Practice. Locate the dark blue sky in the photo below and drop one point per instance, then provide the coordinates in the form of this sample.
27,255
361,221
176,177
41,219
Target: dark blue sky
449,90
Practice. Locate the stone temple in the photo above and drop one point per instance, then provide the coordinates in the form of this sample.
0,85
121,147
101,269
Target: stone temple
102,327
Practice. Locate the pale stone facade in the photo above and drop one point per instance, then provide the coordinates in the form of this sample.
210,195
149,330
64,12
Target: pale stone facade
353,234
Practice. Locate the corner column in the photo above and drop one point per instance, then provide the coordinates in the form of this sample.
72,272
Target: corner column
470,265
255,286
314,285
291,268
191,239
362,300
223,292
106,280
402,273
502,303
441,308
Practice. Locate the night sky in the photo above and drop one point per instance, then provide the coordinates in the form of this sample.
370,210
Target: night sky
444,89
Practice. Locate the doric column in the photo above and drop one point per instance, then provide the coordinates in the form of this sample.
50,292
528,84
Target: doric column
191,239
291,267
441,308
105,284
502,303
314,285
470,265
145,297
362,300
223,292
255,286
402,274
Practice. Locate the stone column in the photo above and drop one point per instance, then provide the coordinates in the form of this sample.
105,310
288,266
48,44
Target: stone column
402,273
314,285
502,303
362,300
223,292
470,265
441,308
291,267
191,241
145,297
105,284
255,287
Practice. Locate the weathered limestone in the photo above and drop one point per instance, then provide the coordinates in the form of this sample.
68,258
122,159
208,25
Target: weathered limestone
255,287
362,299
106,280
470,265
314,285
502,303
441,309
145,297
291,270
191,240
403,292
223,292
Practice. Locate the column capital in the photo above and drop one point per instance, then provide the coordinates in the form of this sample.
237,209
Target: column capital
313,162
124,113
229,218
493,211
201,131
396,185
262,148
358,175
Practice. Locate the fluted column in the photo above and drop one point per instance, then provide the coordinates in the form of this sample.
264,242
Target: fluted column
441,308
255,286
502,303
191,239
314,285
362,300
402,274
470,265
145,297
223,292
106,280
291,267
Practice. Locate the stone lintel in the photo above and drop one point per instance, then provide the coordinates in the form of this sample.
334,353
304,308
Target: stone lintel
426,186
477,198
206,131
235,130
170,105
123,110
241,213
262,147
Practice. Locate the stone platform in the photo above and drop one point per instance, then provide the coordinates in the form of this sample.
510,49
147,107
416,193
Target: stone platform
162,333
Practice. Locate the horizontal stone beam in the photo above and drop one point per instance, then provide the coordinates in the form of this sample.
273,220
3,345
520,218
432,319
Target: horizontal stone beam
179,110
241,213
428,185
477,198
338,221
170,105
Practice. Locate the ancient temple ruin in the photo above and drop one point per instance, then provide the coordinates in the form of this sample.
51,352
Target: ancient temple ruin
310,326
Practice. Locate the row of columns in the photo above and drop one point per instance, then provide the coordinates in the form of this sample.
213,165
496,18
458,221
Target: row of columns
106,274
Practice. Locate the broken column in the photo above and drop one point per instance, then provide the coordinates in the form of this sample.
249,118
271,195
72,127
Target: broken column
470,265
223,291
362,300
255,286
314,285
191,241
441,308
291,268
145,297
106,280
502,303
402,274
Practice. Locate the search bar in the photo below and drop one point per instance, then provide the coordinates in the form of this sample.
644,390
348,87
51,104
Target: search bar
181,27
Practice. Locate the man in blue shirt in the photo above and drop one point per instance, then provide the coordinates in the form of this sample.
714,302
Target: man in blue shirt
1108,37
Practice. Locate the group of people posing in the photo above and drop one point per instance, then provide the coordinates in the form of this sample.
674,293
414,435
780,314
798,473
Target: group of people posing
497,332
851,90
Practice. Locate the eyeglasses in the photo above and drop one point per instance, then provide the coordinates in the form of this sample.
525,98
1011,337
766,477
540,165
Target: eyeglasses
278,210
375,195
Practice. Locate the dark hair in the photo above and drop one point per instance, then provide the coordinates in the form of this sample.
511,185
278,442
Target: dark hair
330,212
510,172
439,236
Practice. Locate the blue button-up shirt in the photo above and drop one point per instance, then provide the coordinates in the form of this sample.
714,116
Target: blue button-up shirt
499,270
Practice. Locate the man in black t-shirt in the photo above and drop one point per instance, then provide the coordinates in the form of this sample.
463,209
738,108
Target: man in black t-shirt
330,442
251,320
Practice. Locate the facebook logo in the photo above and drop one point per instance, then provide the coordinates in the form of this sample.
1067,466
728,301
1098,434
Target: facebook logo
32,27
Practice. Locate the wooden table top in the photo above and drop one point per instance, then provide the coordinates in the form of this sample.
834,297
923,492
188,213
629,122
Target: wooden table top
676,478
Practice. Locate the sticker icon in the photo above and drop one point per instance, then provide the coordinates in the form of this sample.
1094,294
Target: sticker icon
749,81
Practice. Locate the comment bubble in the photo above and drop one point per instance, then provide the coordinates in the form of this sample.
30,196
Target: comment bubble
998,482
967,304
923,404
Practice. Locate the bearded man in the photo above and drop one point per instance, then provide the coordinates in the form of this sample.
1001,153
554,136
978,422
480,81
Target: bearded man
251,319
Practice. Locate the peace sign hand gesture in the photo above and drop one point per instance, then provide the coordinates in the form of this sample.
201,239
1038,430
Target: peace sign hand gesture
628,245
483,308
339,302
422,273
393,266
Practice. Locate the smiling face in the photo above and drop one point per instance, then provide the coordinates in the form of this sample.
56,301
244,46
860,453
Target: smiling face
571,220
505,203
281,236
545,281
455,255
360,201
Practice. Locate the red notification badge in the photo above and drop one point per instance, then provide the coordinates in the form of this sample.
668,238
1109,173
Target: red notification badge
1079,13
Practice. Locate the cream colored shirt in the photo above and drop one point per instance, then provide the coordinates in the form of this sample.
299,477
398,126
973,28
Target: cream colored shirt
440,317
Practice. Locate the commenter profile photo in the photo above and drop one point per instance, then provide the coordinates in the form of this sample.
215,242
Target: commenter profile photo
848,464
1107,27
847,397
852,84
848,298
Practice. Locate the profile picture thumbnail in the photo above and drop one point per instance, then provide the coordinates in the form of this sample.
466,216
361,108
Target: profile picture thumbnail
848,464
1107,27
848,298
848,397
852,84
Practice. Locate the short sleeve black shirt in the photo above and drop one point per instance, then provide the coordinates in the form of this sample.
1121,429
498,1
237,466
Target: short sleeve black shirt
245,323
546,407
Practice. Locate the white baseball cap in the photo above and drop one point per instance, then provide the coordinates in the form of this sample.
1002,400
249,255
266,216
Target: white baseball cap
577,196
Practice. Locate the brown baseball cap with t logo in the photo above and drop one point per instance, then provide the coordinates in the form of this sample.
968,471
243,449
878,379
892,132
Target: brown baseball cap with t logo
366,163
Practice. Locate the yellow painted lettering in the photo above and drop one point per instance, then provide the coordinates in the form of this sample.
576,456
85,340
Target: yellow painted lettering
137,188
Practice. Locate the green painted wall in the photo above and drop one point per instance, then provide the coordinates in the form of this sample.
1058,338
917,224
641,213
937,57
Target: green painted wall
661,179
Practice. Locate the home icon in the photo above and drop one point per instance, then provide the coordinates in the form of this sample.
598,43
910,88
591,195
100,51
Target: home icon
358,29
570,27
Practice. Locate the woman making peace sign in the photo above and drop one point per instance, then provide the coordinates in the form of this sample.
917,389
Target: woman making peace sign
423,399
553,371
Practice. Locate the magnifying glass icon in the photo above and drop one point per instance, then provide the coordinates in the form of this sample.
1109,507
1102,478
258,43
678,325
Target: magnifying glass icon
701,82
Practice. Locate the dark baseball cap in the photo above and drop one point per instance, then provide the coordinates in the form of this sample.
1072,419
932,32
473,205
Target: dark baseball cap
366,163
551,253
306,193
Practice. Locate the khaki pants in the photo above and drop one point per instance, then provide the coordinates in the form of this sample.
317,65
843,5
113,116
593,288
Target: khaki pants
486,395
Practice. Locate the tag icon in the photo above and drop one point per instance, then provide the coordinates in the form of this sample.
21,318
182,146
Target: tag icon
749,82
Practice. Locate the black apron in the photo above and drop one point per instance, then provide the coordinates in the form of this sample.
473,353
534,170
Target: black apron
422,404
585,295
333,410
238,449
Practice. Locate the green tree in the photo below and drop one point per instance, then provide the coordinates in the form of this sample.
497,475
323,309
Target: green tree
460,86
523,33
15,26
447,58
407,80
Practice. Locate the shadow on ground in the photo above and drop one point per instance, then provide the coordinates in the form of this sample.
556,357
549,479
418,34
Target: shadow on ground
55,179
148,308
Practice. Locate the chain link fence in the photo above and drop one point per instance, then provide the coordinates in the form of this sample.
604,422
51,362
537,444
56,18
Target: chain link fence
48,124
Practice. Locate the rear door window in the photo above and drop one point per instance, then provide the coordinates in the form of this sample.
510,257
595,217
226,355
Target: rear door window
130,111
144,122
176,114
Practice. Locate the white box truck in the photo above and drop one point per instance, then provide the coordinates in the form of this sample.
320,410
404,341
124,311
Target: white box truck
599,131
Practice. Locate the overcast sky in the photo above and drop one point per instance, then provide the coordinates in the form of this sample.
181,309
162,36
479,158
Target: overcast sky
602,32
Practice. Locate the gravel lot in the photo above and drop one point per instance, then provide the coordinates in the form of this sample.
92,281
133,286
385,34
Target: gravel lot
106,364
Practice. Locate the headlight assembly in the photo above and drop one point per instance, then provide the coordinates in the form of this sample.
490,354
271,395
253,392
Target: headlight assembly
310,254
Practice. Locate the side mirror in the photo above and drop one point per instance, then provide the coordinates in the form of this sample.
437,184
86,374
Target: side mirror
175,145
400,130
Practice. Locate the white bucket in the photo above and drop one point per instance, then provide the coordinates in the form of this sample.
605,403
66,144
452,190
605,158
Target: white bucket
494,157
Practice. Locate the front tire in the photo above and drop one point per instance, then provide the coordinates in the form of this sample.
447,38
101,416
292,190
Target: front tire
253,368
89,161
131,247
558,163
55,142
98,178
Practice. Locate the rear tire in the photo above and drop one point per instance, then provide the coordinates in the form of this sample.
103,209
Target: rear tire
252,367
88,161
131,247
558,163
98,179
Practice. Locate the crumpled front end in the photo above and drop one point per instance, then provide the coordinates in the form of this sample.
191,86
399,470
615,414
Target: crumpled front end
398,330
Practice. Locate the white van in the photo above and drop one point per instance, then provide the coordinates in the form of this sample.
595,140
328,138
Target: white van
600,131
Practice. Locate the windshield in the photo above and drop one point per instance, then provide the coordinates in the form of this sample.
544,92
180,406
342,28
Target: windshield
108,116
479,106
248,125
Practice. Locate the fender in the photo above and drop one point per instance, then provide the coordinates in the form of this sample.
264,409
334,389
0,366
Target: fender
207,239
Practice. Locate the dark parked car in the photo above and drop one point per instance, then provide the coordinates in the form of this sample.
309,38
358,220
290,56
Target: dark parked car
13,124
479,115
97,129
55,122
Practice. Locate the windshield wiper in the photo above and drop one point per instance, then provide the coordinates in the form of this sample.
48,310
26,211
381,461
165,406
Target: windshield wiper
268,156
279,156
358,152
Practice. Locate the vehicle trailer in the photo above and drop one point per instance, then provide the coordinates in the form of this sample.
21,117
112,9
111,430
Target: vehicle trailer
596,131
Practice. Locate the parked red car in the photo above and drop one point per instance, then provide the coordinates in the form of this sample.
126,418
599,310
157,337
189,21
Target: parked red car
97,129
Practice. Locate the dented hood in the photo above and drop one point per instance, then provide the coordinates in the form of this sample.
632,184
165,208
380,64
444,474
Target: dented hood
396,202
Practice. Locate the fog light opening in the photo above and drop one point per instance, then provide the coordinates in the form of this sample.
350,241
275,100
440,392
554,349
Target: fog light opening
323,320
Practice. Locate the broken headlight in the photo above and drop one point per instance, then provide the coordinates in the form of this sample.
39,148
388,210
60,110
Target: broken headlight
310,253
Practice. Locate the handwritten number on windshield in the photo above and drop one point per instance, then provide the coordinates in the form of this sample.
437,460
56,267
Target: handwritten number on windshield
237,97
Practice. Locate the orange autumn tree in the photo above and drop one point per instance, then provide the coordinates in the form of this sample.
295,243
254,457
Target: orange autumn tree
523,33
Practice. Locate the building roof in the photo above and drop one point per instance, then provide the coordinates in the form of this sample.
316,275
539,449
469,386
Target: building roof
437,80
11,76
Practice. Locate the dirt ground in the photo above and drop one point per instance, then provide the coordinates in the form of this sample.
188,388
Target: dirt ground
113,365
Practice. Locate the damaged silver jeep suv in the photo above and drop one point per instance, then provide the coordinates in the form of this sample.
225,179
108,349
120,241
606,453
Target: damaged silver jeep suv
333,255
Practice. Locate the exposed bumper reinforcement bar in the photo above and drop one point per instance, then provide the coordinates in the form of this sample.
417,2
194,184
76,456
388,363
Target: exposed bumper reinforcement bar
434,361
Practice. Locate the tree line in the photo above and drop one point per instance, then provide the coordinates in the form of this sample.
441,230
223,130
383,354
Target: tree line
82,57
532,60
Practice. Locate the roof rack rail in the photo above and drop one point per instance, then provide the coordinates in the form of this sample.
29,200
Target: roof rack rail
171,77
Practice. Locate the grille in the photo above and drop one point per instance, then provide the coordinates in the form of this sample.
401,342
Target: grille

---

■ Exercise details: Take the lines from the one containing "Practice. Locate the exposed" to the last line of the material above and write them out exactly.

■ Task result:
Practice. Locate the exposed bumper reinforcement bar in the photo above and drop one point per instance, then provide the coordinates in the form of this sample.
417,2
194,184
76,456
388,363
Target: exposed bumper reinforcement bar
434,361
Practice. Locate the tree line in the photo above and drop one point per instance, then provide the coordinates in the form of this sample.
441,230
223,130
383,354
Target: tree line
82,57
532,60
Practice. Locate the roof rack rail in the photo above and drop one point per instance, then provide the coordinates in the form of this sample.
29,200
Target: roof rack rail
171,77
Practice. Locate the grille in the photo above and drop one point per instance, then provide the coordinates in the form of this sample.
401,342
Target: grille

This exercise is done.